===== Input for this task =====

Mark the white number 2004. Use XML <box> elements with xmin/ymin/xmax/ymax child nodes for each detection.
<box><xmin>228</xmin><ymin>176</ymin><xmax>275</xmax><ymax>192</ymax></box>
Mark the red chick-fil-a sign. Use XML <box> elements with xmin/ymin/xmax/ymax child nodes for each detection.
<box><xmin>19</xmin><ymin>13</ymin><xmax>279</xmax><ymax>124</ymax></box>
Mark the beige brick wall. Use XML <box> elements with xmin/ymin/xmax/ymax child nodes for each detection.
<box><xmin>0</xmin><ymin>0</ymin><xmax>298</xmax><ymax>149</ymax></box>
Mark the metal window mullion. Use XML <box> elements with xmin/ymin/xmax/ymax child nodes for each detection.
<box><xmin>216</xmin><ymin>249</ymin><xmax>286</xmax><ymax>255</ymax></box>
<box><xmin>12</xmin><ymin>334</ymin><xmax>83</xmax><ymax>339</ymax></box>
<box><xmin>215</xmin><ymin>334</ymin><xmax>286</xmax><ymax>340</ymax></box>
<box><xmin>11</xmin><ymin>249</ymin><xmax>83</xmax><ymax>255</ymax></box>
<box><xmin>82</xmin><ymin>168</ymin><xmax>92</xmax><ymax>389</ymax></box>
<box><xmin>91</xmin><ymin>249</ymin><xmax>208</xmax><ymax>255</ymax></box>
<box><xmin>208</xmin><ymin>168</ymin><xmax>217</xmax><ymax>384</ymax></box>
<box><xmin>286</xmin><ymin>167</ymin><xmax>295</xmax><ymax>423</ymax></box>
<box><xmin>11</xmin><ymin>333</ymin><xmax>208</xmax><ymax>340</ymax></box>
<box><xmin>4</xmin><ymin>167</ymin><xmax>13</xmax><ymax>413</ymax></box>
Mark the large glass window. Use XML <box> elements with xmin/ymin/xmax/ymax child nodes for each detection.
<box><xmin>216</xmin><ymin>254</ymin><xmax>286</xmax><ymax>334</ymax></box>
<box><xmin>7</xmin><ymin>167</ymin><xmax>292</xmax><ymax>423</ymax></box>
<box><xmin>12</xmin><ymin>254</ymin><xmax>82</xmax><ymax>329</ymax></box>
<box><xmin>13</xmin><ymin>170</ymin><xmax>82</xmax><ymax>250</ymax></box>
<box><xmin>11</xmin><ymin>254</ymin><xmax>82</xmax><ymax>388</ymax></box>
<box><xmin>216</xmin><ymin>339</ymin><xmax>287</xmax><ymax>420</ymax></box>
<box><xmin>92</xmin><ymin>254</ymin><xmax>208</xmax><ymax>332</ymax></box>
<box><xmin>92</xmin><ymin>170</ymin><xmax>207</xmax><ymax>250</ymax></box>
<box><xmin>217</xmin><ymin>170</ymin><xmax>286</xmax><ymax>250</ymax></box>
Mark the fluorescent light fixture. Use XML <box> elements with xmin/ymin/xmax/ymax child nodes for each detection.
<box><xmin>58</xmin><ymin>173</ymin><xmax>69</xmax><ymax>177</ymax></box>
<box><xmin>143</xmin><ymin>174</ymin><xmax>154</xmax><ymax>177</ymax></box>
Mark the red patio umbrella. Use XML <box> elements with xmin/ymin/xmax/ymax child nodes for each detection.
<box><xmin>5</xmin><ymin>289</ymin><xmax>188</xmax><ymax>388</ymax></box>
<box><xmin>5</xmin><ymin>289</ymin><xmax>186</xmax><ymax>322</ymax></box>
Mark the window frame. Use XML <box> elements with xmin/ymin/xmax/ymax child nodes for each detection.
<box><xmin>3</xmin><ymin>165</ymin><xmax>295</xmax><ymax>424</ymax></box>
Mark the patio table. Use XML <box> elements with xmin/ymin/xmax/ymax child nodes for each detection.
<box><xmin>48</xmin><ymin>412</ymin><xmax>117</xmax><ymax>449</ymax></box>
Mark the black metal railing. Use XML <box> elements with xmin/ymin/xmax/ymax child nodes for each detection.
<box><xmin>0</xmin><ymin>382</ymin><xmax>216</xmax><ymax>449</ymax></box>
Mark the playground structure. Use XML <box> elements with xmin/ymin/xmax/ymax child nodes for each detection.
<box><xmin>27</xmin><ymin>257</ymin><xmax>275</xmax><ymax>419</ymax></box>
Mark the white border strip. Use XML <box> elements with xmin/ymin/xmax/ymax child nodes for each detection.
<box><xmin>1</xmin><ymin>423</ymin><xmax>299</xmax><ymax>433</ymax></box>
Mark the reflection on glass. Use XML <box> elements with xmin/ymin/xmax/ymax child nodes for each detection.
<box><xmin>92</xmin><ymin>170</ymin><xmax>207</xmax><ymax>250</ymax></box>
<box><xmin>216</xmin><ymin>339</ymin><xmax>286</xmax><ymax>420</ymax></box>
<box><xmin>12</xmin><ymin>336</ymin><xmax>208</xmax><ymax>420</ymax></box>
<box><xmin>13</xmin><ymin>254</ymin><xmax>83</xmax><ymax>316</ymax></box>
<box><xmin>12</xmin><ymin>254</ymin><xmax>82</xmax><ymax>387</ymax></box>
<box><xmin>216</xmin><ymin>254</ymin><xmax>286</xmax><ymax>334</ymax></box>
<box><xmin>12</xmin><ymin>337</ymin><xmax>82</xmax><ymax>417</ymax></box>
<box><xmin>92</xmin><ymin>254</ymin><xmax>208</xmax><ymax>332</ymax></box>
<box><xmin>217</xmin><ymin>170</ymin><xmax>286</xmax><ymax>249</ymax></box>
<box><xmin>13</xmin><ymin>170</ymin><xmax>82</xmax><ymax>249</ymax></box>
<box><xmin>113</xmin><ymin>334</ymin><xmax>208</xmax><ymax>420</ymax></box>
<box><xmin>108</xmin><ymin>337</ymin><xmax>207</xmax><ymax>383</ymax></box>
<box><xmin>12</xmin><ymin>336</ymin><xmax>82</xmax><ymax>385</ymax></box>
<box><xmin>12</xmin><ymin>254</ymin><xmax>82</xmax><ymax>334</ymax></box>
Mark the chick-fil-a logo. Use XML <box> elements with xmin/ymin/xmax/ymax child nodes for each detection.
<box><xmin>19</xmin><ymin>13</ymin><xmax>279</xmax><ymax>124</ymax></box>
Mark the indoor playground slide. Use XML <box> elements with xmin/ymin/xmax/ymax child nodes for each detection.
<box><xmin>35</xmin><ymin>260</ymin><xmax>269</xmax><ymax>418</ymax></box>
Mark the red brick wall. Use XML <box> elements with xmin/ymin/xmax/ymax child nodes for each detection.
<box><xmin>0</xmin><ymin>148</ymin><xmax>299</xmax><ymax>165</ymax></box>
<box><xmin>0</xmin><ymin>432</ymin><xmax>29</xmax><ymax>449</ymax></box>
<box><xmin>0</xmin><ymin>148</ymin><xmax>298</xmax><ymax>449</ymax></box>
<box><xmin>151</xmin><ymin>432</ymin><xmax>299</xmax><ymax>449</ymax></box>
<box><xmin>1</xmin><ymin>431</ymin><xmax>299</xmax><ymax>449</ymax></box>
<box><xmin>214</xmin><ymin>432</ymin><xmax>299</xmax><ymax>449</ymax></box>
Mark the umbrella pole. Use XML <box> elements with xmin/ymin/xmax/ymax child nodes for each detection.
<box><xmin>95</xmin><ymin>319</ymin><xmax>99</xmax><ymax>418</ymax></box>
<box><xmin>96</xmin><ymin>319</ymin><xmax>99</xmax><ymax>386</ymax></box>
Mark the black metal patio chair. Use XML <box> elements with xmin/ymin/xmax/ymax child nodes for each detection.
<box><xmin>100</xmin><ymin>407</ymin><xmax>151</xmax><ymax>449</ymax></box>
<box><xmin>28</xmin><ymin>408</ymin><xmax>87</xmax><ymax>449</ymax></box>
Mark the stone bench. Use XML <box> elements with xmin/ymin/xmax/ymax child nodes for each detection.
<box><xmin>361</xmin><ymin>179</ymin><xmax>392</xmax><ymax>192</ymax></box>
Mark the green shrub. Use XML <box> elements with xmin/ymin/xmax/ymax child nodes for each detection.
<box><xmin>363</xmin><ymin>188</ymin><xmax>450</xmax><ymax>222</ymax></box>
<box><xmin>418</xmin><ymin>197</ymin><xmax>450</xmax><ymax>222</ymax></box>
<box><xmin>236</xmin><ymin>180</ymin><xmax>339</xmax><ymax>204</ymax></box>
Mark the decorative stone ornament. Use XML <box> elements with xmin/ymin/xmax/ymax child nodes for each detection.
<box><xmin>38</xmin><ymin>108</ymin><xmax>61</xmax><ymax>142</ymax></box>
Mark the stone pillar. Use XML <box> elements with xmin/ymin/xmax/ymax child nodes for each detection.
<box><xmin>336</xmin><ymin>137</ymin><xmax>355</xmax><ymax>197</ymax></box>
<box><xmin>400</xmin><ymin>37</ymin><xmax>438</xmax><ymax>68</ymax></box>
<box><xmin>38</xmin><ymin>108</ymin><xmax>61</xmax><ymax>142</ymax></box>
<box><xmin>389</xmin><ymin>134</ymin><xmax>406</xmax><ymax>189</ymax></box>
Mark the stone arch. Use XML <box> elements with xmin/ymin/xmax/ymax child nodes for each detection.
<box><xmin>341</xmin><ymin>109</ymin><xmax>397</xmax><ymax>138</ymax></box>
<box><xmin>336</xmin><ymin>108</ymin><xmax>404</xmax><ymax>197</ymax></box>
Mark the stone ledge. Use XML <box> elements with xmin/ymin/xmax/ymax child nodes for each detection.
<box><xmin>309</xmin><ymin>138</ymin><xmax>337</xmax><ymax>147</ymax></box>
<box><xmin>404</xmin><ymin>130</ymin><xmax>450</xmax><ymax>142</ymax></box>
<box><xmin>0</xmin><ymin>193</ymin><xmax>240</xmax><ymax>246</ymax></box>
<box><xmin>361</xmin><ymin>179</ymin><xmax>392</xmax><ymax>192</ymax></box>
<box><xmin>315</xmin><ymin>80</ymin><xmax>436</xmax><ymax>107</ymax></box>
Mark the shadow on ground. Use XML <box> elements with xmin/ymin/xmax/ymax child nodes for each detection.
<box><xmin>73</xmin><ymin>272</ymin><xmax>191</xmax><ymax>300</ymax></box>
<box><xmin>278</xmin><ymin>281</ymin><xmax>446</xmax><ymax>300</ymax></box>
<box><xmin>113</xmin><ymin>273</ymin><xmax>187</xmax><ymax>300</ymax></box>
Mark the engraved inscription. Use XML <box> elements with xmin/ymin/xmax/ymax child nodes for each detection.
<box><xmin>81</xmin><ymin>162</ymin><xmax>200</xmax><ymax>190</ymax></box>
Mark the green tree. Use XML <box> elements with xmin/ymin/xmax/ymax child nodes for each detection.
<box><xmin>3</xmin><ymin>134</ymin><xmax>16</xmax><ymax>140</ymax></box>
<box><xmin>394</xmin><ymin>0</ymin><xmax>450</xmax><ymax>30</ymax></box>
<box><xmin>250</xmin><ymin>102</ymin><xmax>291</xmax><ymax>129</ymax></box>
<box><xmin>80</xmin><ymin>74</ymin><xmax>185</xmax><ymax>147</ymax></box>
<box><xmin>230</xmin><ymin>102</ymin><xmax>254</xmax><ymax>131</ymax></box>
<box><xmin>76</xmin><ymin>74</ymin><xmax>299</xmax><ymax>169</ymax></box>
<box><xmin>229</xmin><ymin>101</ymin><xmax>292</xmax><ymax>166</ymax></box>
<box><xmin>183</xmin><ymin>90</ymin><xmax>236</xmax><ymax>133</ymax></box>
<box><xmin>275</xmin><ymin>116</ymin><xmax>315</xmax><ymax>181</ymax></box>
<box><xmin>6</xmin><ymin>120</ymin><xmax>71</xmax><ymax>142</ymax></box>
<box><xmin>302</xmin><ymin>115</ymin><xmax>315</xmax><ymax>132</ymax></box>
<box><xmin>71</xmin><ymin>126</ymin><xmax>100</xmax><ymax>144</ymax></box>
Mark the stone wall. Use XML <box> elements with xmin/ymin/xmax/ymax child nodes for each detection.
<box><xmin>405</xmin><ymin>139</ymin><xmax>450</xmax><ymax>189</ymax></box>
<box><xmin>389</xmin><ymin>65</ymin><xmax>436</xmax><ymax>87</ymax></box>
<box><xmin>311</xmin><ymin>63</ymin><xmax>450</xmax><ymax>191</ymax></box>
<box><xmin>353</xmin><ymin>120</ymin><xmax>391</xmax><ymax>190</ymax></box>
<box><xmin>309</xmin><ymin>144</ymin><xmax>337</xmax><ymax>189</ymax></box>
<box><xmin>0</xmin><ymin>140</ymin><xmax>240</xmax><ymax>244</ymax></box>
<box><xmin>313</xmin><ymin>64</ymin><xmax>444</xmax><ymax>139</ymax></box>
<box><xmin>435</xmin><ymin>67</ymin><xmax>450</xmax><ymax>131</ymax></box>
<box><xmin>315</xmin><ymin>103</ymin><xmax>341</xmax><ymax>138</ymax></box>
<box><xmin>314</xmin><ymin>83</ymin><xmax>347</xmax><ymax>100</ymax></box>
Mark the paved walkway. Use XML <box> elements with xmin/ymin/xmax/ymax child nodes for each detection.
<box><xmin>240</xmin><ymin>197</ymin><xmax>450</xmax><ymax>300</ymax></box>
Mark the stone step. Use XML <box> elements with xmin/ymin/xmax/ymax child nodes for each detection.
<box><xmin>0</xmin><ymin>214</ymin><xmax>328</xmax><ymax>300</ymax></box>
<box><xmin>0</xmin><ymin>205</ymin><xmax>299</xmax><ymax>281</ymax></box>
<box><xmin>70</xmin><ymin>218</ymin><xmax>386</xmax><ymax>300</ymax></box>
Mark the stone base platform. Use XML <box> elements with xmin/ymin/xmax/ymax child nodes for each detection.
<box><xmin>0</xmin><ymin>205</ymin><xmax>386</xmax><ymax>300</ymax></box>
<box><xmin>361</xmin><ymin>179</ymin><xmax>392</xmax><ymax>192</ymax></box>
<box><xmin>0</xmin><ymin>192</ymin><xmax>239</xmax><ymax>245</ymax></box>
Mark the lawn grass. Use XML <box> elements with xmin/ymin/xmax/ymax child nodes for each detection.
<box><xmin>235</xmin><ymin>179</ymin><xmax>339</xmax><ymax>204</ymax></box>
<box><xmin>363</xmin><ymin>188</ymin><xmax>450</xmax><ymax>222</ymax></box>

=====

- Exercise objective
Copy, exactly as written, the lines above, beginning with the one that contains "Mark the stone step." and ending with the last.

- Output for this task
Mark the stone step. Use XML <box> elements with xmin/ymin/xmax/ymax child nodes for each detection.
<box><xmin>0</xmin><ymin>214</ymin><xmax>328</xmax><ymax>300</ymax></box>
<box><xmin>0</xmin><ymin>205</ymin><xmax>299</xmax><ymax>281</ymax></box>
<box><xmin>70</xmin><ymin>218</ymin><xmax>386</xmax><ymax>300</ymax></box>
Mark the stone base platform. Use XML <box> elements with xmin/ymin/xmax/ymax child nodes for each detection.
<box><xmin>0</xmin><ymin>205</ymin><xmax>386</xmax><ymax>300</ymax></box>
<box><xmin>361</xmin><ymin>179</ymin><xmax>392</xmax><ymax>192</ymax></box>
<box><xmin>0</xmin><ymin>192</ymin><xmax>239</xmax><ymax>245</ymax></box>
Mark the lawn grass. Use XML <box> elements with xmin/ymin/xmax/ymax child nodes for each detection.
<box><xmin>235</xmin><ymin>179</ymin><xmax>339</xmax><ymax>204</ymax></box>
<box><xmin>363</xmin><ymin>188</ymin><xmax>450</xmax><ymax>222</ymax></box>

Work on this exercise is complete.